--- begin Text provided ---
I had lots of problems with the lugs like you said. it was in the snow and uneven ground. maybe that was eating up some of my slack??


----------



## Cidertom

I removed and replaced rear tire when I put new bearings in the pivot.  I did a version of what Don suggests.  After jacking and loosening the tension (both on the rear and the drive sprocket)I was able to use a pair of small ratchet cargo straps (1" version) to pull the track back and up.  Wheel came of easy, putting back on was a female dog.  One strap was to the cargo rail on the trac, the other was to the trailer it was sitting on.  Doing it alone didn't help.


----------



## Snowtrac Nome

as a note to self I have never tried it it may help to re install the tire deflated it would give you a little more room to work. funny how with a little practice it works pretty good I'm down to about an hour to replace a rear tire including the time to repair it.


----------



## JimVT

wished I had one to replace


----------



## Snowtrac Nome

I think I can find you one let me get back with you after christmas


----------



## JimVT

steel 5 lug is what I need my cast one cracked.


----------



## Reddog

Any thoughts on foam filling? I know the pros and cons, but in light recreational use, is it really very important?
 The ST came with new 3.50-16 motorcycle tires to replace the 3.50-16 Cheng-Shin MC tires that are currently on it. I imagine they are lighter ply rating than the OE units. In this case, I can see foam filling as another big advantage. 
 Any thoughts??


----------



## Snowtrac Nome

JimVT said:


> steel 5 lug is what I need my cast one cracked.


my steel ones cracked that is why I'm back to composites.


----------



## Snowtrac Nome

Reddog said:


> Any thoughts on foam filling? I know the pros and cons, but in light recreational use, is it really very important?
> The ST came with new 3.50-16 motorcycle tires to replace the 3.50-16 Cheng-Shin MC tires that are currently on it. I imagine they are lighter ply rating than the OE units. In this case, I can see foam filling as another big advantage.
> Any thoughts??


 The factory tires weren't much more than a bald motor cycle tire alpine guide makes a 4.50x 16 tire that will work. and is pretty much bullet proof there is no weight on the rear tire it just floats and tensions the track. I see no need to add weight just so I don't have to check air pressure.


----------



## Reddog

Snowtrac Nome said:


> The factory tires weren't much more than a bald motor cycle tire....


  Pretty much what I had thought. I think I will just go with air to begin with and see how it goes. The added weight seemed like a waste since the ST is so comparatively light to begin with.


----------



## JimVT

I remember seeing on  this fourm a few MC tires that were in pretty bad shape.


----------



## Reddog

Heading off this AM to hopefully pick up the ST. I will post pics when I get her home.


----------



## 300 H and H

looking forward to it Doug! lots of pics so we can see what you have...

Regards, Kirk


----------



## Reddog

Got her home and off the trailer. Seems to run and move well, no brakes... 
  If anyone recognizes this rig, let me know. I'm interested in some of the history.





and a few more pics...

http://ImageEvent.com/reddog/1967snowtrac940


----------



## JimVT

give us the number. that brass boggie is off an st4b. But that is good. Did he have a parts one?
 after looking closer it looks like a st4b.
--- end Text provided ---
Prompt 1:
In the Snowtrac forum thread, what did Cidertom use to pull the track back and up when he took off the rear tire?
Prompt 2:
Carry on the Snowtrac forum thread from where it stops.
--- begin Extracted material ---
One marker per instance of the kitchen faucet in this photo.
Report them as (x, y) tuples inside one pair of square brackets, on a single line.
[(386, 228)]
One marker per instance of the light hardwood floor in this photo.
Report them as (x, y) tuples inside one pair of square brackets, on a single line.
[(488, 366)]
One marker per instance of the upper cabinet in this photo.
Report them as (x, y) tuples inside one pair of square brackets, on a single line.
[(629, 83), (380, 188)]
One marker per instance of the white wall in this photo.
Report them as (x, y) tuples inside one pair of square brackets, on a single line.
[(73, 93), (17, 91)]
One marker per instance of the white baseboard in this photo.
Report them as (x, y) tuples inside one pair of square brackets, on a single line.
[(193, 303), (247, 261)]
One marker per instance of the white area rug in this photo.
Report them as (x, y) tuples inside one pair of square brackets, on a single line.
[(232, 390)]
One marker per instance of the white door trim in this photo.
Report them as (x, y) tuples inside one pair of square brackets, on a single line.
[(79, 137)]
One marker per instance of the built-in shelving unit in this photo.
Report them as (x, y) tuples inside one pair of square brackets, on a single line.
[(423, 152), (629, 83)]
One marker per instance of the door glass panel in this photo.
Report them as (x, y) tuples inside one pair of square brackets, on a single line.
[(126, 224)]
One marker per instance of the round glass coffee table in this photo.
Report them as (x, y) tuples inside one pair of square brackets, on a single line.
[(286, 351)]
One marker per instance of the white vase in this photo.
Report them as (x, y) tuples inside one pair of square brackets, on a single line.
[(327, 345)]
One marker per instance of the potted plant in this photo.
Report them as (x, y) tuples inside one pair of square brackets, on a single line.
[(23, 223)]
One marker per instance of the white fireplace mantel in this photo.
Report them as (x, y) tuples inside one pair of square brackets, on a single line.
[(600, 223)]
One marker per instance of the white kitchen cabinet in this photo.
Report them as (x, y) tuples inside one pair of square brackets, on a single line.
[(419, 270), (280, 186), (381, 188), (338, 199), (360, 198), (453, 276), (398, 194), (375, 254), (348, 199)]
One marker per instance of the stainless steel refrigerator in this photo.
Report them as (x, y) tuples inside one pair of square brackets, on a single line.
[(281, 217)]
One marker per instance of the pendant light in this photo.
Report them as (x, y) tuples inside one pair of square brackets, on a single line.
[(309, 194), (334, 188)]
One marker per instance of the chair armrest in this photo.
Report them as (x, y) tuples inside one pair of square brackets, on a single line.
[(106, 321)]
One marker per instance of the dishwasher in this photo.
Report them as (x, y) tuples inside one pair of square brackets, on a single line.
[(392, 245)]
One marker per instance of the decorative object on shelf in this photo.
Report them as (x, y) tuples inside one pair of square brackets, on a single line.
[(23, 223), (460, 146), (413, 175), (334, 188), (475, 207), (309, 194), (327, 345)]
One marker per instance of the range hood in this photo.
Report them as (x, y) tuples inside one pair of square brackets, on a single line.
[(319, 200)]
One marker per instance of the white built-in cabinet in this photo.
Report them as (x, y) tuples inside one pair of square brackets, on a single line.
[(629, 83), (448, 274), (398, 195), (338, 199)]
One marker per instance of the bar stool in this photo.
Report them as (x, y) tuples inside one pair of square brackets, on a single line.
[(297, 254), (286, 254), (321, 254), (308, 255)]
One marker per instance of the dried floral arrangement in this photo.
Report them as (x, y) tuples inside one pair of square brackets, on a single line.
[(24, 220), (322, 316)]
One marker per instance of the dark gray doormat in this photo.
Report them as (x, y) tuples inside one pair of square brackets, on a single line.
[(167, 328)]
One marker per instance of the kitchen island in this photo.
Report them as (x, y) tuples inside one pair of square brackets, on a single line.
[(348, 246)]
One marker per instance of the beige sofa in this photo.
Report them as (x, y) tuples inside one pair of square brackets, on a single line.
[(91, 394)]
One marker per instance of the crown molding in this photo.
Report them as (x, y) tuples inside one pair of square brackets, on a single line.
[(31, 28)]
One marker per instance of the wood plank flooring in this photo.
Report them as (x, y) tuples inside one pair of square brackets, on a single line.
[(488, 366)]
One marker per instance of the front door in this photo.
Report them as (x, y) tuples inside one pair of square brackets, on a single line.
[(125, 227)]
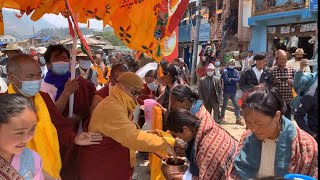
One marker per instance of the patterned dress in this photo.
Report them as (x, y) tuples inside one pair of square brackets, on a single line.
[(215, 149)]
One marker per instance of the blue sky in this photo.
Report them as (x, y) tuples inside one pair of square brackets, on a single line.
[(60, 21)]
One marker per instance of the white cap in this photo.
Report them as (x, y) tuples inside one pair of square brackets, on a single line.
[(211, 66), (41, 50)]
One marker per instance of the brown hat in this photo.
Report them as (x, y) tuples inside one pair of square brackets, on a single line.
[(131, 79), (299, 51)]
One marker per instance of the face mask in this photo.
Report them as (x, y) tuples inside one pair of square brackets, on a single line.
[(152, 86), (29, 88), (60, 68), (210, 73), (84, 64), (42, 60)]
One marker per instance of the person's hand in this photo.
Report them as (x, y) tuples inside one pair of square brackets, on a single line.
[(276, 81), (289, 81), (171, 152), (258, 87), (177, 176), (303, 64), (164, 110), (180, 143), (85, 138), (71, 86), (75, 118)]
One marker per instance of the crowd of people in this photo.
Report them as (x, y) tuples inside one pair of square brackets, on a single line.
[(39, 140)]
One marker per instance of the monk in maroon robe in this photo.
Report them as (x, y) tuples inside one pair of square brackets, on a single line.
[(68, 139)]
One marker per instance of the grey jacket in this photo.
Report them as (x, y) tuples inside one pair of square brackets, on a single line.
[(204, 91)]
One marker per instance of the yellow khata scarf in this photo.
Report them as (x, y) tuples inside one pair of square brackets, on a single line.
[(45, 141), (130, 105), (155, 161)]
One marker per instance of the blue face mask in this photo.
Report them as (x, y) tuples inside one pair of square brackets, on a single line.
[(42, 60), (217, 63), (29, 88), (152, 86), (60, 68), (85, 64)]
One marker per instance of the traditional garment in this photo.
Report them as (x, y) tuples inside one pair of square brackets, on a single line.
[(296, 153), (155, 161), (66, 134), (215, 148), (45, 141), (113, 118), (29, 165)]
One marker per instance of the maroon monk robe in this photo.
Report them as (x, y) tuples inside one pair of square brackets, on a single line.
[(103, 92), (66, 135), (82, 100), (95, 164)]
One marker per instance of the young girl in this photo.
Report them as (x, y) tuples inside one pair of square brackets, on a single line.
[(17, 124)]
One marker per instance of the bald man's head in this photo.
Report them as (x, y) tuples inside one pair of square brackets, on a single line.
[(23, 68)]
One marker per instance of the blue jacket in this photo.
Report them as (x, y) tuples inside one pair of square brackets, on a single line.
[(301, 84), (230, 79)]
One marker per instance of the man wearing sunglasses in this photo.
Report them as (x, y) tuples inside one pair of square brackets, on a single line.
[(113, 117)]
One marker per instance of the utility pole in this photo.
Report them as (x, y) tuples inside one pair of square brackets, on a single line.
[(195, 43)]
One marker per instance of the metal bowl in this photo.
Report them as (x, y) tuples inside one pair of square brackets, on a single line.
[(171, 168)]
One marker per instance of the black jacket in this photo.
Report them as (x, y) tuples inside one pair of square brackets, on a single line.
--- end Extracted material ---
Task result 1:
A pair of small ratchet cargo straps, the 1" version.

Task result 2:
----------



## MNoutdoors RIP

Reddog said:


> Got her home and off the trailer. Seems to run and move well, no brakes...
> If anyone recognizes this rig, let me know. I'm interested in some of the history.
> 
> 
> 
> 
> 
> and a few more pics...
> 
> http://ImageEvent.com/reddog/1967snowtrac940



Maybe it's me but that rear wheel looks small ? That could be one of my old machines  I did sell 4-5 of them some years back Member couchloafer  got a few of them


----------



## Snowtrac Nome

that's a narrowed down snow master I have seen the pics before can't remember where it does have the rare brass boggie also the tracks look a little loose the front wheel should be off the ground. the reason the rear tire looks small is be cause it extends out past the rear by about 12 inches. other wise looks well cared for.


----------



## MNoutdoors RIP

Snowtrac Nome said:


> that's a narrowed down snow master I have seen the pics before can't remember where it does have the rare brass boggie also the tracks look a little loose the front wheel should be off the ground. the reason the rear tire looks small is be cause it extends out past the rear by about 12 inches. other wise looks well cared for.



Look at this picture, look at the distance between the top of the tire guide and the wheel. Also the top flatness of the track.


----------



## 300 H and H

Yes the tracks are way loose......

I agree the rear wheel just looks smallish. too much gap to the fender for it to be corrrect IMHO. IF the track tensioners are all the way out that would explain why.....

Other wise it looks ok....

Regards, Kirk


----------



## Snowtrac Nome

the snow master runs a longer track frame and generally uses 3 boggie wheels in the rear rocker assemble I only see 2 in that one .


----------



## Reddog

Looks like the rear rocker has a place for a middle bogie. I thought the front fenders looked wide for the machine. Think I should install a middle bogie on the rear?


----------



## Melensdad

Reddog said:


> Looks like the rear rocker has a place for a middle bogie. . .
> 
> Think I should install a middle bogie on the rear?


Yes, you should install the middle bogie.


----------



## Reddog

OK, I have one, need another...anyone....anyone...??


----------



## JimVT

if the tracks are narrowed it must have been working that way. why not give it a try??
 can you post a rearend picture?


----------



## JimVT

this one was forsale a few years back on ebay


----------



## Reddog

I don't think that is my rig, but setup is the same...although the hitch on that one and mine look the same. Is that a ST vs. SM difference??
Supposedly this one was owned by someone from Texas who has a second home in Telluride.
 In the original pics, the rear tires and all bogies were flat. With new rear tires on and all bogies filled up, tracks look much better! I'll post a pic or two tomorrow. 
 I think the rig would function fine with 2 of 3 rear bogies, but since I have one extra tire/wheel assembly and several new bogie tires, I might as well find another one and run 3.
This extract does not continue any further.